- **Problem description**
Find the line that contains "the duck eye". Output it and every line after it to the end of the records, exactly as they appear.

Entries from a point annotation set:
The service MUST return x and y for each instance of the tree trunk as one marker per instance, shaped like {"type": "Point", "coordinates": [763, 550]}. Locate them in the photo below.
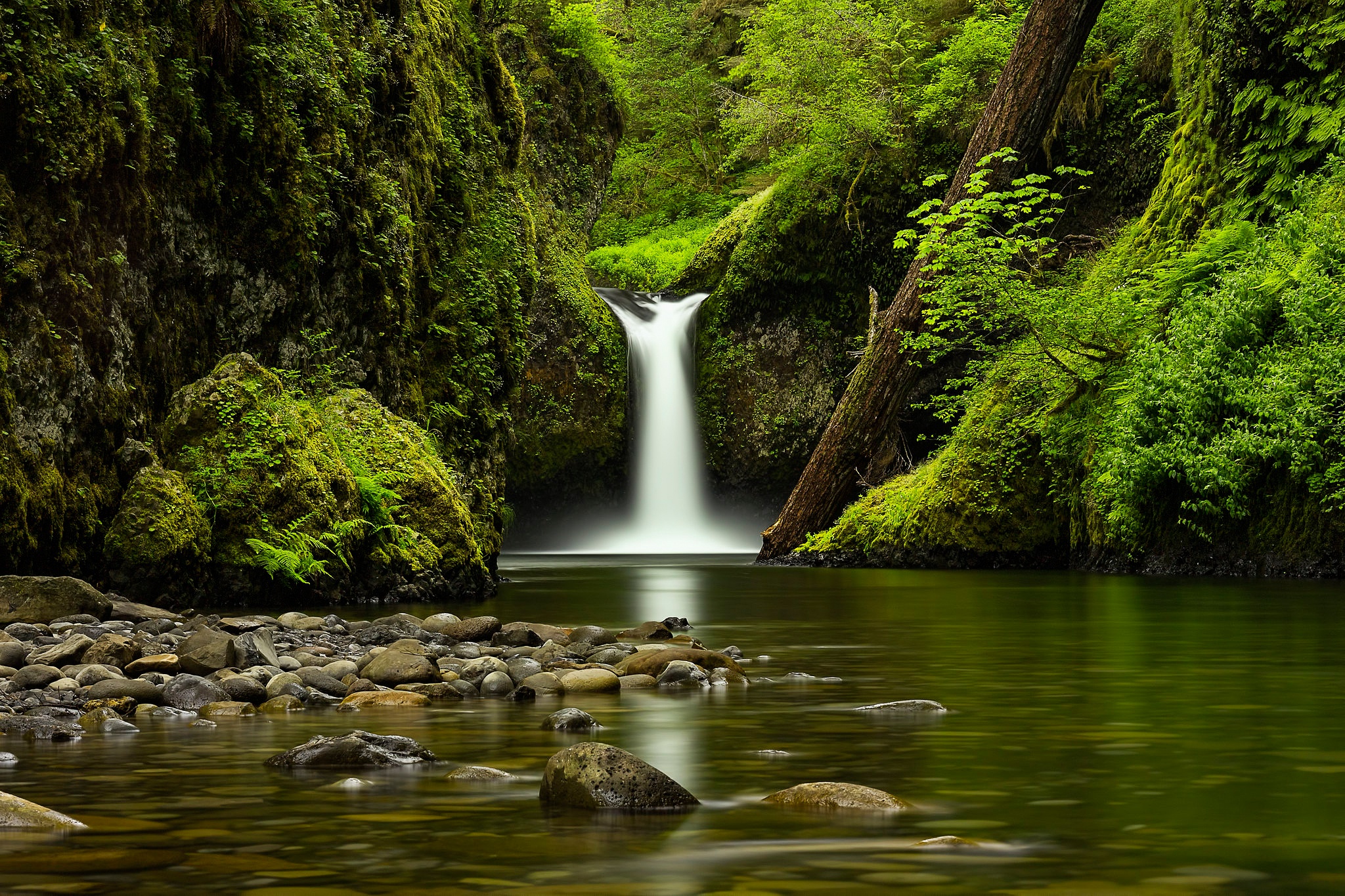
{"type": "Point", "coordinates": [864, 431]}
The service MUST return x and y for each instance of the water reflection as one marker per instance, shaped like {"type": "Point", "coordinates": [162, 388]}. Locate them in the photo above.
{"type": "Point", "coordinates": [666, 591]}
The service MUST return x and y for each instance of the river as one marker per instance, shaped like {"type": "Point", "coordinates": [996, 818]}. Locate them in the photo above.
{"type": "Point", "coordinates": [1107, 735]}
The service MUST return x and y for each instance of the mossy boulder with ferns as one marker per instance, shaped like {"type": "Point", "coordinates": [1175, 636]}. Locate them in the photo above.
{"type": "Point", "coordinates": [328, 498]}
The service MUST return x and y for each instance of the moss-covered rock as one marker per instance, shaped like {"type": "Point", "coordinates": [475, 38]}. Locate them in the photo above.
{"type": "Point", "coordinates": [264, 490]}
{"type": "Point", "coordinates": [159, 542]}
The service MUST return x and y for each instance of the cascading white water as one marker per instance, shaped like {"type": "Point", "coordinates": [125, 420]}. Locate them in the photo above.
{"type": "Point", "coordinates": [670, 508]}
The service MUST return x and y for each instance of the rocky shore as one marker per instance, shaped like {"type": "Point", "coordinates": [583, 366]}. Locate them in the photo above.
{"type": "Point", "coordinates": [76, 661]}
{"type": "Point", "coordinates": [73, 660]}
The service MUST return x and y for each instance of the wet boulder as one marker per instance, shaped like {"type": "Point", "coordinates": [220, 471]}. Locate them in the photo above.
{"type": "Point", "coordinates": [206, 651]}
{"type": "Point", "coordinates": [472, 629]}
{"type": "Point", "coordinates": [192, 692]}
{"type": "Point", "coordinates": [651, 662]}
{"type": "Point", "coordinates": [112, 649]}
{"type": "Point", "coordinates": [255, 649]}
{"type": "Point", "coordinates": [596, 775]}
{"type": "Point", "coordinates": [904, 706]}
{"type": "Point", "coordinates": [358, 748]}
{"type": "Point", "coordinates": [404, 662]}
{"type": "Point", "coordinates": [137, 689]}
{"type": "Point", "coordinates": [38, 598]}
{"type": "Point", "coordinates": [16, 812]}
{"type": "Point", "coordinates": [569, 719]}
{"type": "Point", "coordinates": [831, 796]}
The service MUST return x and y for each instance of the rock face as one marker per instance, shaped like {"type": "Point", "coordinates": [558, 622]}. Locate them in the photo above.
{"type": "Point", "coordinates": [651, 662]}
{"type": "Point", "coordinates": [16, 812]}
{"type": "Point", "coordinates": [192, 692]}
{"type": "Point", "coordinates": [357, 748]}
{"type": "Point", "coordinates": [829, 796]}
{"type": "Point", "coordinates": [34, 598]}
{"type": "Point", "coordinates": [569, 719]}
{"type": "Point", "coordinates": [596, 775]}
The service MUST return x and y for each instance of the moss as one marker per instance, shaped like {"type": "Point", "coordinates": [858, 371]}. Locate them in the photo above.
{"type": "Point", "coordinates": [169, 198]}
{"type": "Point", "coordinates": [439, 531]}
{"type": "Point", "coordinates": [362, 496]}
{"type": "Point", "coordinates": [159, 542]}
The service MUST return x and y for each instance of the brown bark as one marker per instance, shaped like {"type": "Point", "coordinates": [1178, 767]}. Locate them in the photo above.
{"type": "Point", "coordinates": [858, 442]}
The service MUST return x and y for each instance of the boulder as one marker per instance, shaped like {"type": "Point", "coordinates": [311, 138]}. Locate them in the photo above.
{"type": "Point", "coordinates": [357, 748]}
{"type": "Point", "coordinates": [318, 679]}
{"type": "Point", "coordinates": [225, 708]}
{"type": "Point", "coordinates": [244, 689]}
{"type": "Point", "coordinates": [435, 691]}
{"type": "Point", "coordinates": [516, 634]}
{"type": "Point", "coordinates": [255, 649]}
{"type": "Point", "coordinates": [91, 676]}
{"type": "Point", "coordinates": [643, 631]}
{"type": "Point", "coordinates": [132, 612]}
{"type": "Point", "coordinates": [636, 683]}
{"type": "Point", "coordinates": [112, 649]}
{"type": "Point", "coordinates": [437, 622]}
{"type": "Point", "coordinates": [651, 662]}
{"type": "Point", "coordinates": [165, 662]}
{"type": "Point", "coordinates": [284, 703]}
{"type": "Point", "coordinates": [682, 673]}
{"type": "Point", "coordinates": [41, 727]}
{"type": "Point", "coordinates": [596, 636]}
{"type": "Point", "coordinates": [569, 719]}
{"type": "Point", "coordinates": [66, 653]}
{"type": "Point", "coordinates": [472, 629]}
{"type": "Point", "coordinates": [396, 667]}
{"type": "Point", "coordinates": [591, 681]}
{"type": "Point", "coordinates": [385, 699]}
{"type": "Point", "coordinates": [521, 668]}
{"type": "Point", "coordinates": [16, 812]}
{"type": "Point", "coordinates": [35, 676]}
{"type": "Point", "coordinates": [192, 692]}
{"type": "Point", "coordinates": [829, 796]}
{"type": "Point", "coordinates": [38, 598]}
{"type": "Point", "coordinates": [596, 775]}
{"type": "Point", "coordinates": [904, 706]}
{"type": "Point", "coordinates": [496, 684]}
{"type": "Point", "coordinates": [12, 653]}
{"type": "Point", "coordinates": [544, 683]}
{"type": "Point", "coordinates": [478, 773]}
{"type": "Point", "coordinates": [206, 651]}
{"type": "Point", "coordinates": [137, 689]}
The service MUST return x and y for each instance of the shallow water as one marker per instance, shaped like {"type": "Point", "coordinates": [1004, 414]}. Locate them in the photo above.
{"type": "Point", "coordinates": [1114, 735]}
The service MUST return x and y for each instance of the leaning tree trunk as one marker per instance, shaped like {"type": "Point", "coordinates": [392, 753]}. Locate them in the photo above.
{"type": "Point", "coordinates": [857, 444]}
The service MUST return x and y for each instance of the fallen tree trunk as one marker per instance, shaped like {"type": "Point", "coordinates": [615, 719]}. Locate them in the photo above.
{"type": "Point", "coordinates": [864, 433]}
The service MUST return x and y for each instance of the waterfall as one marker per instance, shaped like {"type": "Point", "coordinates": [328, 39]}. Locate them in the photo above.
{"type": "Point", "coordinates": [670, 512]}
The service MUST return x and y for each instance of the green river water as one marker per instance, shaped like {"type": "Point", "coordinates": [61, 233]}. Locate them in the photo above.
{"type": "Point", "coordinates": [1109, 735]}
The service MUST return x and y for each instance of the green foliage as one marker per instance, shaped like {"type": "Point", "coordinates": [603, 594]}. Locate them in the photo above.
{"type": "Point", "coordinates": [651, 261]}
{"type": "Point", "coordinates": [579, 33]}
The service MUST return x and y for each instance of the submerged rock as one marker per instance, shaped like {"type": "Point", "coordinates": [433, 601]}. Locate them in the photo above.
{"type": "Point", "coordinates": [478, 773]}
{"type": "Point", "coordinates": [904, 706]}
{"type": "Point", "coordinates": [16, 812]}
{"type": "Point", "coordinates": [192, 692]}
{"type": "Point", "coordinates": [39, 598]}
{"type": "Point", "coordinates": [829, 794]}
{"type": "Point", "coordinates": [596, 775]}
{"type": "Point", "coordinates": [353, 750]}
{"type": "Point", "coordinates": [569, 719]}
{"type": "Point", "coordinates": [591, 681]}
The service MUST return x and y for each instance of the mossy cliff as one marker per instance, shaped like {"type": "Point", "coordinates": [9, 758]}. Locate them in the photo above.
{"type": "Point", "coordinates": [378, 191]}
{"type": "Point", "coordinates": [1200, 430]}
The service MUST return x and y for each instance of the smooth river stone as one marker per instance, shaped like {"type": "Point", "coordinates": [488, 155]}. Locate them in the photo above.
{"type": "Point", "coordinates": [385, 699]}
{"type": "Point", "coordinates": [829, 796]}
{"type": "Point", "coordinates": [591, 681]}
{"type": "Point", "coordinates": [596, 775]}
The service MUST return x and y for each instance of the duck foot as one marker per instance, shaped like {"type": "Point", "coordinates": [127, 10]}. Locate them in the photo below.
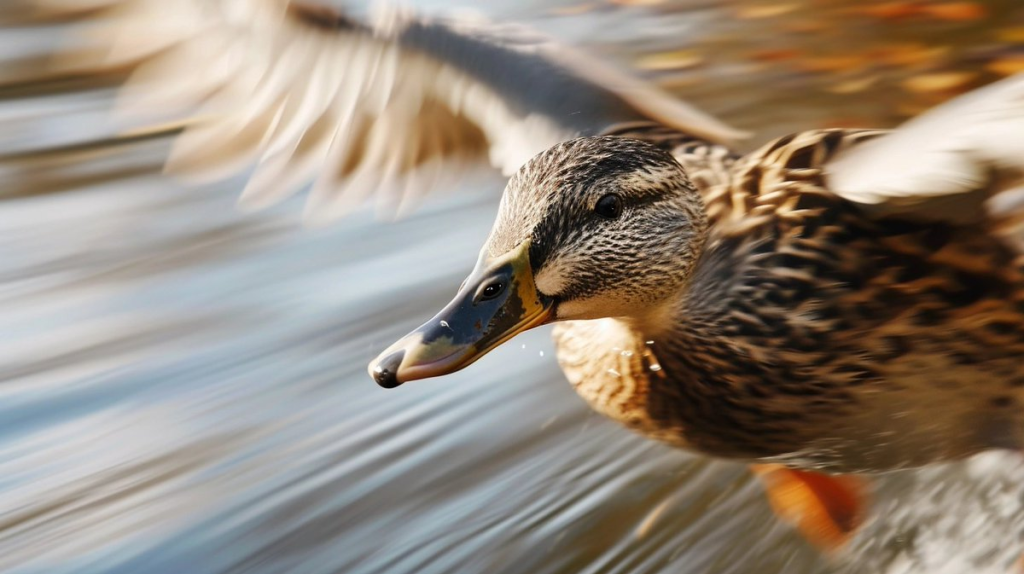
{"type": "Point", "coordinates": [826, 510]}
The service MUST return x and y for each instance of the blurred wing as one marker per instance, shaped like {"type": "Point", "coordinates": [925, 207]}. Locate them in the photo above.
{"type": "Point", "coordinates": [947, 164]}
{"type": "Point", "coordinates": [391, 111]}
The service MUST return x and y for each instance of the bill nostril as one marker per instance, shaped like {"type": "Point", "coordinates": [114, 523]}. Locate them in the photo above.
{"type": "Point", "coordinates": [386, 371]}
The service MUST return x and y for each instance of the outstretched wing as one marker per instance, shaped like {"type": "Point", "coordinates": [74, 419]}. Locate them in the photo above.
{"type": "Point", "coordinates": [392, 109]}
{"type": "Point", "coordinates": [962, 162]}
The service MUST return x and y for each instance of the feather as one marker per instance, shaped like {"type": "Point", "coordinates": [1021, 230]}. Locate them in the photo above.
{"type": "Point", "coordinates": [944, 164]}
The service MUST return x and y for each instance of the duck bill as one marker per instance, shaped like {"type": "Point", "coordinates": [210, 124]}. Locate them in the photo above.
{"type": "Point", "coordinates": [498, 301]}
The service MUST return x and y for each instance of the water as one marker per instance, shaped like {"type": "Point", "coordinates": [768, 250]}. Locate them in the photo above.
{"type": "Point", "coordinates": [182, 389]}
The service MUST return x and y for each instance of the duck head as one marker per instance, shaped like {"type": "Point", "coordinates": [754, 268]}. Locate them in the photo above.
{"type": "Point", "coordinates": [593, 227]}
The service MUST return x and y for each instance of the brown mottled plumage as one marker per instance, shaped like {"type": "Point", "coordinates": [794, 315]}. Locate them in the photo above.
{"type": "Point", "coordinates": [811, 334]}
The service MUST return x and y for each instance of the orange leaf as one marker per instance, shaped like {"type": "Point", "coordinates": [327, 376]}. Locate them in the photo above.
{"type": "Point", "coordinates": [955, 11]}
{"type": "Point", "coordinates": [1007, 65]}
{"type": "Point", "coordinates": [938, 81]}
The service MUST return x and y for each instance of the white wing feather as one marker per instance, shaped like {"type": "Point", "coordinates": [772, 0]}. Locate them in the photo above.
{"type": "Point", "coordinates": [390, 112]}
{"type": "Point", "coordinates": [944, 164]}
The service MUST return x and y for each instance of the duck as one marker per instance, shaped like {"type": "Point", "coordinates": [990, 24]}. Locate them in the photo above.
{"type": "Point", "coordinates": [836, 304]}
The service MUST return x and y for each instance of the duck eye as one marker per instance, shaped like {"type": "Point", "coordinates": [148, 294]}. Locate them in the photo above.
{"type": "Point", "coordinates": [609, 207]}
{"type": "Point", "coordinates": [492, 291]}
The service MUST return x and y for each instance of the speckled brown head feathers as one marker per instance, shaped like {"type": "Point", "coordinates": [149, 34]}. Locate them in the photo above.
{"type": "Point", "coordinates": [594, 265]}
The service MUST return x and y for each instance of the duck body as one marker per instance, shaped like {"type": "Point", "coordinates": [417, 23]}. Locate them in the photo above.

- **Result**
The service MUST return x and y for each instance of the duck eye as one marker per instance, shaped like {"type": "Point", "coordinates": [148, 294]}. Locate them in the photo above.
{"type": "Point", "coordinates": [609, 207]}
{"type": "Point", "coordinates": [492, 291]}
The service MUST return x and y for each instance of the speckled brown head feathers as one marker per instance, shaped like {"type": "Point", "coordinates": [149, 34]}. Locate them in the photo above.
{"type": "Point", "coordinates": [594, 265]}
The service MUST return x and y for each instance of the duck body as one marker per instance, shaped like {"type": "Point", "coordinates": [417, 23]}. Locate them in the photo above.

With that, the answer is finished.